→ Exercise objective
Return each line, exactly as given, from the one containing "# each line" through the end of the entries below, and skip the rest.

→ Material provided
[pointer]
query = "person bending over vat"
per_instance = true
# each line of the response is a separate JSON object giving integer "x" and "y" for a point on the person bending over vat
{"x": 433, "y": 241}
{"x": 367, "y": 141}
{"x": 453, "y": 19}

→ Finished exercise
# each line of the response is a separate JSON object giving integer "x" and "y" for a point on the person bending over vat
{"x": 433, "y": 241}
{"x": 367, "y": 141}
{"x": 453, "y": 19}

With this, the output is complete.